- Provided passage:
Polling a paltry 3.02% of the vote in Gabon;s presidential vote over the weekend, former Prime Minister Alain Claude Bilie By Nze on Monday dismissed the polls as a masquerade.
He claimed the polls were rigged in favour of junta leader Gen Brice Clotaire Oligui Nguema and warned of a resurgence of the system that the coup of August 30, 2023, had vowed to banish.
Coming in second place with 19,227 votes, Alain Claude Bilie By Nze delivered a statement to the press on Monday criticising the integrity of the elections against a vote which he called a charade.
He denounced what he called the instrumentalisation of the state in the service of Gen Oligui who polled 90.35% of the vote.
“Should we congratulate a victory achieved under such opaque and questionable conditions?” he asked.
Bilie By Nze asserted that “adding the votes attributed to each candidate gives a total of 95.18%, or 4.82% of the votes that were missing from the count,” which, according to him, “is enough to
discredit this election.”

- What is required: Reproduce the part of the Gabon election report between "He claimed the" and "vowed to banish.", inclusive.

- Source material:
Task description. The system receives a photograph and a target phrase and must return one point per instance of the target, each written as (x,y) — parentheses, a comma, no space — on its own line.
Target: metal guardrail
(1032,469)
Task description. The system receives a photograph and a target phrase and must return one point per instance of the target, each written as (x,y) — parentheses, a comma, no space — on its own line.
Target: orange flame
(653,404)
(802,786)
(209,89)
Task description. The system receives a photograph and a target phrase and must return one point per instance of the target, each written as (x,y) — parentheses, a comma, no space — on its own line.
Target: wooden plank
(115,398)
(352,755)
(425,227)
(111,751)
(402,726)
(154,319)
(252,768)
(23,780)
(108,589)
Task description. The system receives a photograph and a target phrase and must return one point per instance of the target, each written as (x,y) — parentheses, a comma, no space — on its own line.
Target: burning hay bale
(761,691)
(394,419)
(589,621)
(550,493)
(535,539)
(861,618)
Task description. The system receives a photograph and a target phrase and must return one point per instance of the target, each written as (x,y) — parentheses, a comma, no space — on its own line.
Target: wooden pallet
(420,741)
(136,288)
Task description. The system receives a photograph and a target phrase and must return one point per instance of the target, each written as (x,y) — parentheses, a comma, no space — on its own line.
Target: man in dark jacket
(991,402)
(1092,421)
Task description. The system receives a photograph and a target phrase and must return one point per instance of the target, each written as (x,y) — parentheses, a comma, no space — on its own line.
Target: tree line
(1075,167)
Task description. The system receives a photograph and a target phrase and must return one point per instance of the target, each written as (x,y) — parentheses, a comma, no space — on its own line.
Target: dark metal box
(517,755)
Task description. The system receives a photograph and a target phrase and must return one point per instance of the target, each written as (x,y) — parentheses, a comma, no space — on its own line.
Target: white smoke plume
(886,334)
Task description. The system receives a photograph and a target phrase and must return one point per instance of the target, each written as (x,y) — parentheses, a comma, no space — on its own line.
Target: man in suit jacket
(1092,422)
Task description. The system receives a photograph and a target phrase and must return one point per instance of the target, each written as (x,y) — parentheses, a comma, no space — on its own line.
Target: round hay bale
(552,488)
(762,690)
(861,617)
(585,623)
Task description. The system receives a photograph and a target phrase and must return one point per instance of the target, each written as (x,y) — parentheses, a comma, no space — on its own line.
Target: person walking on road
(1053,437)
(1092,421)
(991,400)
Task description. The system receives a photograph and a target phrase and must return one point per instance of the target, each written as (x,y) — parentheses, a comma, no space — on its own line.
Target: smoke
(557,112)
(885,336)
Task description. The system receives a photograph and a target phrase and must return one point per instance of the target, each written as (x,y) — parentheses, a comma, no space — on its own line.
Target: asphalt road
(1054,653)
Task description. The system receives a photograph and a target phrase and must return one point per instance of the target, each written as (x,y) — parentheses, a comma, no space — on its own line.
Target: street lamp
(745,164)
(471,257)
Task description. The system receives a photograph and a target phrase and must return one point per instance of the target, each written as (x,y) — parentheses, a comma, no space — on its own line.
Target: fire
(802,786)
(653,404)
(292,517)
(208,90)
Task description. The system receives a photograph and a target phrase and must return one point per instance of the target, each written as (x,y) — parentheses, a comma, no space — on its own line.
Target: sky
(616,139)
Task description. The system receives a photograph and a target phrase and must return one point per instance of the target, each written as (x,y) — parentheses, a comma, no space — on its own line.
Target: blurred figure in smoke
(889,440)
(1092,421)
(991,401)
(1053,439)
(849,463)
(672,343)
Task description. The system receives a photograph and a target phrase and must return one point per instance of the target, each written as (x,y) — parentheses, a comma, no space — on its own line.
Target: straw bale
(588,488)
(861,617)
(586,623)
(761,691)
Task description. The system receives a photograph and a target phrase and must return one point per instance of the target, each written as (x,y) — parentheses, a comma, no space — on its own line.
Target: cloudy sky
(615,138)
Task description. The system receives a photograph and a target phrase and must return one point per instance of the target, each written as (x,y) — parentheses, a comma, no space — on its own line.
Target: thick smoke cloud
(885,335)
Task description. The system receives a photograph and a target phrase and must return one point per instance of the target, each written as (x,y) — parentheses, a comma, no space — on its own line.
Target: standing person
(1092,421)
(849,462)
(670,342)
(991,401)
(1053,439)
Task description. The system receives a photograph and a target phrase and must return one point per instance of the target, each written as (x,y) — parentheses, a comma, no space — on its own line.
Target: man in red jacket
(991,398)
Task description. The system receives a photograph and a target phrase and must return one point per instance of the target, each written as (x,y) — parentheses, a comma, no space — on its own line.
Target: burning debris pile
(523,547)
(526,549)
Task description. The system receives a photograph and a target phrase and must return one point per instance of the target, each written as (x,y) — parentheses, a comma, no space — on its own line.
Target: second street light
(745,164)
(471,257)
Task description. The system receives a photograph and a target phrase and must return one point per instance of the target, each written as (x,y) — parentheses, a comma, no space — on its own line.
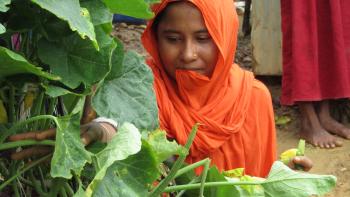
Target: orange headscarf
(219,103)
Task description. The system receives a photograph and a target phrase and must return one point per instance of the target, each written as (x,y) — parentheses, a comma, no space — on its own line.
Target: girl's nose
(189,53)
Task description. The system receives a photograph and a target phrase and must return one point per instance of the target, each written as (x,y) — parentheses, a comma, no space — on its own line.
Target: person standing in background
(316,65)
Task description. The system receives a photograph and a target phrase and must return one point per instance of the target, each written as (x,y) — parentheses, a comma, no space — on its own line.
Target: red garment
(316,50)
(234,109)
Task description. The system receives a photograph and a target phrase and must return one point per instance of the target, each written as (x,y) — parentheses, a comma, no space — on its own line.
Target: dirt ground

- Solved problem:
He claimed the polls were rigged in favour of junta leader Gen Brice Clotaire Oligui Nguema and warned of a resurgence of the system that the coup of August 30, 2023, had vowed to banish.